## Exercise aim
After finding the line that contains "Look at the photo above. For each instance of the mountain", reproduce it and each line below it through the end of the listing, exactly, with nothing added.

## Records provided

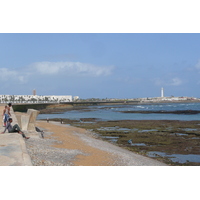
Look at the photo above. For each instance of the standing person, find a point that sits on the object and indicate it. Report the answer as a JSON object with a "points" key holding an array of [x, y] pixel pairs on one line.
{"points": [[6, 115], [14, 129], [9, 105]]}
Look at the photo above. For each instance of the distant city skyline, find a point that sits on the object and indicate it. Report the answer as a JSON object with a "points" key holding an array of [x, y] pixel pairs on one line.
{"points": [[114, 65]]}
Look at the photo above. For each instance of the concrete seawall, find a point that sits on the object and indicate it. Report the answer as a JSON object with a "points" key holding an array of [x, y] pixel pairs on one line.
{"points": [[13, 146]]}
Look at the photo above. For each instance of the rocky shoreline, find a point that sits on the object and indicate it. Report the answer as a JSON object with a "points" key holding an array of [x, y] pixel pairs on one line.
{"points": [[160, 139]]}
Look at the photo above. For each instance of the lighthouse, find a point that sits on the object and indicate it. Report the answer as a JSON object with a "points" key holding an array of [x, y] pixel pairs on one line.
{"points": [[162, 92]]}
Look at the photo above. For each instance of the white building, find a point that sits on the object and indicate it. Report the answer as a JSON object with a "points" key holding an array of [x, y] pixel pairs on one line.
{"points": [[35, 98]]}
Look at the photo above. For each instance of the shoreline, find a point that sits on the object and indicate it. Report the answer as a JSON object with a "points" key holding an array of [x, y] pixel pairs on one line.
{"points": [[156, 139], [71, 146]]}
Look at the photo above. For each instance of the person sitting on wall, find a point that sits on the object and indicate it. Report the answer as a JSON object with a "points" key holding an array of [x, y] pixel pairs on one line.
{"points": [[14, 129]]}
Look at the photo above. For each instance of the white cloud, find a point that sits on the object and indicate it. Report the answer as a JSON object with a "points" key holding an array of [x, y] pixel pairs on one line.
{"points": [[176, 82], [71, 68], [10, 75]]}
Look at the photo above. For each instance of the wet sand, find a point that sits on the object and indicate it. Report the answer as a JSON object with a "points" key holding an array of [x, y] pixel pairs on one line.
{"points": [[87, 150]]}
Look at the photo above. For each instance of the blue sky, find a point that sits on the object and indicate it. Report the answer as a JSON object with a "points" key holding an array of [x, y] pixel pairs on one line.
{"points": [[104, 65]]}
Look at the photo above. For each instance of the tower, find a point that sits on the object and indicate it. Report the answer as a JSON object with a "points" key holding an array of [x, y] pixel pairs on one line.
{"points": [[34, 92], [162, 92]]}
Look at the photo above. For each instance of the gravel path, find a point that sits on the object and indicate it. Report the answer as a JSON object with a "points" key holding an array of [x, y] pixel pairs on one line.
{"points": [[54, 151]]}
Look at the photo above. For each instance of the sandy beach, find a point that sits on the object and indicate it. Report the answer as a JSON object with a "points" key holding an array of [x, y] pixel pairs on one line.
{"points": [[71, 146]]}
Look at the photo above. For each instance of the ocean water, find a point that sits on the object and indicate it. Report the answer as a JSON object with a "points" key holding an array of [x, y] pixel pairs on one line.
{"points": [[113, 112]]}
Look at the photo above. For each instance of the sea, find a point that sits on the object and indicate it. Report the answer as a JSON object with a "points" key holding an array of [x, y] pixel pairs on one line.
{"points": [[115, 112]]}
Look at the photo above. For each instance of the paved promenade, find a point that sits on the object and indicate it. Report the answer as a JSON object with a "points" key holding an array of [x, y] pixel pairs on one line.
{"points": [[12, 146]]}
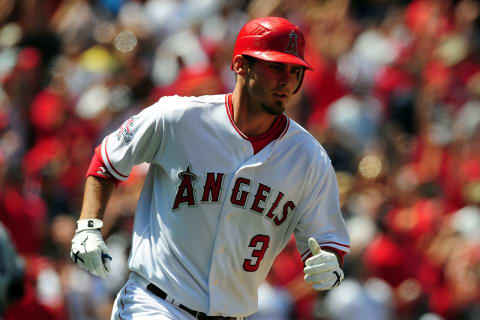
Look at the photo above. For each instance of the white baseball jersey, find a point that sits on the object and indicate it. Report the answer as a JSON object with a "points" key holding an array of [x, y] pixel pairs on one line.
{"points": [[213, 215]]}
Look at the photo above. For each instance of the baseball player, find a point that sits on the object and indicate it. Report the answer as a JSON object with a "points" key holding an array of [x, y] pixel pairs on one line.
{"points": [[231, 178]]}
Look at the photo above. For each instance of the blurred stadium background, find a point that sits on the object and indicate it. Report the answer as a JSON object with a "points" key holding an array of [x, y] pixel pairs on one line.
{"points": [[394, 99]]}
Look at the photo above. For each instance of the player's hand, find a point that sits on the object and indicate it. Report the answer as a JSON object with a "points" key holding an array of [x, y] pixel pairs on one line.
{"points": [[88, 248], [322, 270]]}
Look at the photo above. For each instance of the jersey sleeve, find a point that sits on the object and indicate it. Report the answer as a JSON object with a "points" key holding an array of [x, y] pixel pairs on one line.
{"points": [[322, 218], [137, 140]]}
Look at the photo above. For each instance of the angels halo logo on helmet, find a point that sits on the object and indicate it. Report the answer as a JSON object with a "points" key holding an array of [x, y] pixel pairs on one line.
{"points": [[272, 39]]}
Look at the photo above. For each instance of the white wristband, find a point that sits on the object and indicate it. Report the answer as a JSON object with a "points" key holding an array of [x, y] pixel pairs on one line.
{"points": [[89, 224]]}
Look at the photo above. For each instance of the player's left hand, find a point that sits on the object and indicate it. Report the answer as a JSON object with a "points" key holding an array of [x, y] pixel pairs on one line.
{"points": [[88, 248], [322, 270]]}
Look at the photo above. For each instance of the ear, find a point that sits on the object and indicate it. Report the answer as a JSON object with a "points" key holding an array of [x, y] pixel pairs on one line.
{"points": [[239, 65]]}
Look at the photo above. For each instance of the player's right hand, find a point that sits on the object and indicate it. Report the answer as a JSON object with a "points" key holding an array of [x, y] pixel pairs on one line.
{"points": [[88, 248], [322, 270]]}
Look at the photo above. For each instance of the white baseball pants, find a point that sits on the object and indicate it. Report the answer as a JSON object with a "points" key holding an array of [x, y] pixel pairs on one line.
{"points": [[135, 302]]}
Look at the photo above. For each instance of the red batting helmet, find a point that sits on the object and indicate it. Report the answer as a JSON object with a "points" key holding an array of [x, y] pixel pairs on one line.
{"points": [[272, 39]]}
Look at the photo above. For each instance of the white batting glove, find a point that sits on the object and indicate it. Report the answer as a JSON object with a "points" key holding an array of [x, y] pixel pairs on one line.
{"points": [[89, 251], [322, 270]]}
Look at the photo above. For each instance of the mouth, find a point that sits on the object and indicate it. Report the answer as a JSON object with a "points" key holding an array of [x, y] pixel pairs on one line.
{"points": [[281, 96]]}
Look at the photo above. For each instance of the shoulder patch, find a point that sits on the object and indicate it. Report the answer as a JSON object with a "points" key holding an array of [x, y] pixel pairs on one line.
{"points": [[126, 130]]}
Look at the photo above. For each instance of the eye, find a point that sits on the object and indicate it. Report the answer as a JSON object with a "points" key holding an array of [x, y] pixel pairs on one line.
{"points": [[296, 71]]}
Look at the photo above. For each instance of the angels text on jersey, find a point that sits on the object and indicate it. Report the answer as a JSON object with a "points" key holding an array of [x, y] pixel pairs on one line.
{"points": [[246, 194]]}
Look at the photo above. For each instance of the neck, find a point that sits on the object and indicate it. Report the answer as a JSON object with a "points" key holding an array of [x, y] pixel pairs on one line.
{"points": [[249, 117]]}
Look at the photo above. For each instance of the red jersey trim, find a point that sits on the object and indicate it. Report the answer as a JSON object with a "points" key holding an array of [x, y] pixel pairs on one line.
{"points": [[276, 131], [229, 107]]}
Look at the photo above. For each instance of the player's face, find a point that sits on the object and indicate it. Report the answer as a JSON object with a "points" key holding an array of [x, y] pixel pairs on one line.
{"points": [[271, 85]]}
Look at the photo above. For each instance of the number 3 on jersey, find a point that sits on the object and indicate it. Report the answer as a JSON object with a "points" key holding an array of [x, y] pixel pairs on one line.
{"points": [[251, 265]]}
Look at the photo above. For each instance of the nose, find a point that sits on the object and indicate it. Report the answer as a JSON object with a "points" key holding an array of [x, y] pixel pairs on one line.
{"points": [[284, 78]]}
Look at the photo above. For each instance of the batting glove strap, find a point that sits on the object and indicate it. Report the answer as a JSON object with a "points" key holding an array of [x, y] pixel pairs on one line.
{"points": [[89, 224], [90, 252], [323, 272]]}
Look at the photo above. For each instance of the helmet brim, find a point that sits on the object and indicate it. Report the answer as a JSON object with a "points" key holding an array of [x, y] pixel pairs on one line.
{"points": [[275, 56]]}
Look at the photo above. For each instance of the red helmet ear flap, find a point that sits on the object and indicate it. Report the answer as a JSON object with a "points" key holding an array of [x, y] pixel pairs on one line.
{"points": [[300, 81]]}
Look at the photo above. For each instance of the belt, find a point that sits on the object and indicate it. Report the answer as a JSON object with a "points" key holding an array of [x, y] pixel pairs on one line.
{"points": [[197, 314]]}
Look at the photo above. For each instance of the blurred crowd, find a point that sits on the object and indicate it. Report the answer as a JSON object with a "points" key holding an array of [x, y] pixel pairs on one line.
{"points": [[394, 99]]}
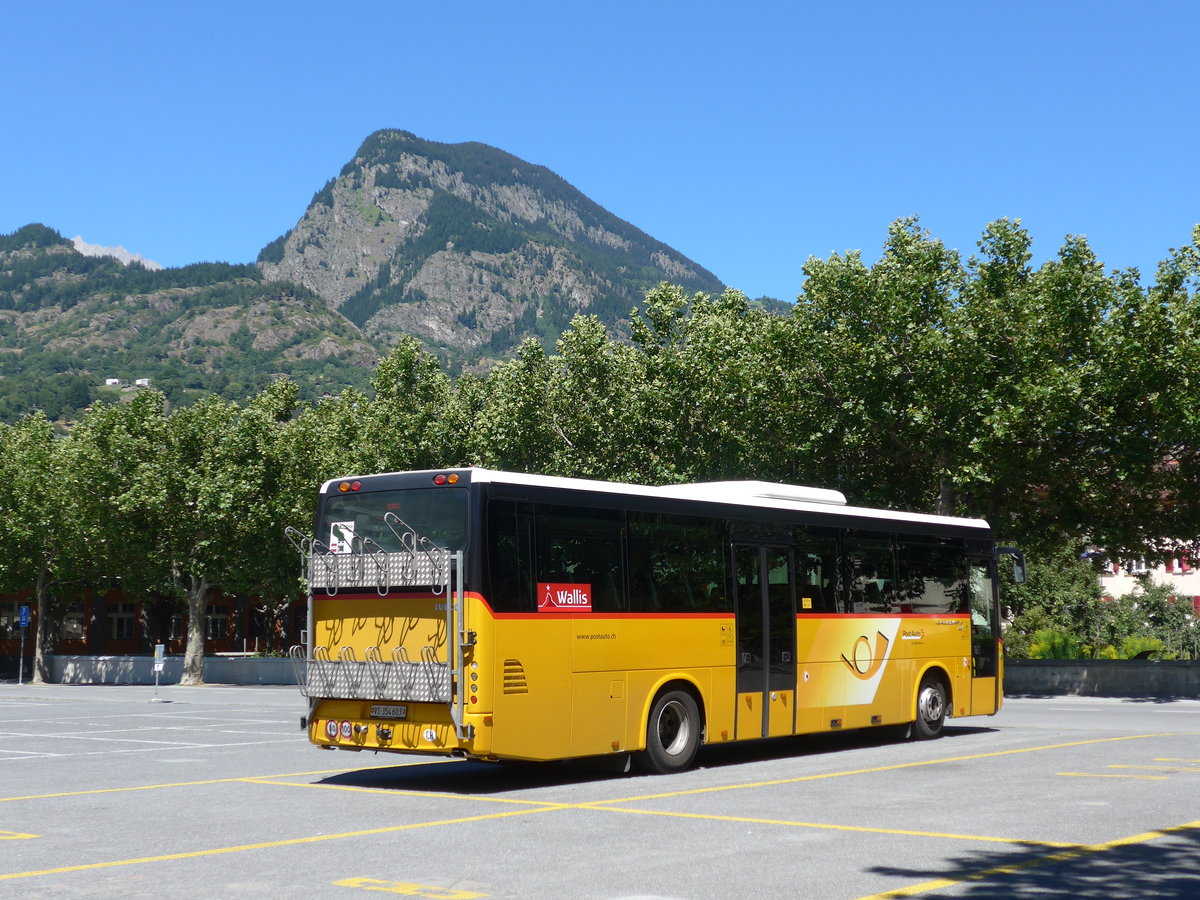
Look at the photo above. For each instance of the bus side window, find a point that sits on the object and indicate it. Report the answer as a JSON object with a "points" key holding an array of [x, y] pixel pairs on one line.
{"points": [[816, 575], [676, 563], [510, 556], [931, 576], [870, 571], [583, 546]]}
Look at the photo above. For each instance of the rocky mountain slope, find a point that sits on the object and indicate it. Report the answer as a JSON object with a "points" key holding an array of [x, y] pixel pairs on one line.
{"points": [[467, 247], [66, 317], [462, 245]]}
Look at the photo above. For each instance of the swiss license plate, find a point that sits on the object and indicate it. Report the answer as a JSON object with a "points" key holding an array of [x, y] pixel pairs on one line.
{"points": [[388, 712]]}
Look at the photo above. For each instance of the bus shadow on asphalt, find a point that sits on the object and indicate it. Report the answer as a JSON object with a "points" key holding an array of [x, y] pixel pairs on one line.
{"points": [[1163, 867], [472, 777]]}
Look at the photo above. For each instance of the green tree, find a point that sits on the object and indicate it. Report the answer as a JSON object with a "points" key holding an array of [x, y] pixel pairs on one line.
{"points": [[40, 541]]}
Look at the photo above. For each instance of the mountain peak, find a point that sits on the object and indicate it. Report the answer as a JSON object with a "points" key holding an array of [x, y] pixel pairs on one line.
{"points": [[468, 247]]}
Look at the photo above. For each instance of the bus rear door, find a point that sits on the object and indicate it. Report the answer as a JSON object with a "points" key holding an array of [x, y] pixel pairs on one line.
{"points": [[765, 600]]}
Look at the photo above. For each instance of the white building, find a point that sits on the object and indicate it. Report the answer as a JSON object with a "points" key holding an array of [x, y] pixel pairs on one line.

## Answer to this problem
Look at the photo above. For each instance of the mountain peak, find a point that sits on the object and indicate it. Report the answer as a JSON object with a "points" key holding an array of [x, y] pixel pairs on one line.
{"points": [[468, 247]]}
Look at the photo above. For each instance of the bus rear door, find a point that sits on the object and indicate it. Report the answer as a JSON object with a "points" key holding an array of [x, y] pixel pairs on one line.
{"points": [[765, 600]]}
Look at the photo above. For each instance of the white building, find a point that sits on the object and indicate it. Report the answer as a JSON object with a "points" key holding an array of [x, y] pixel pairs on one line.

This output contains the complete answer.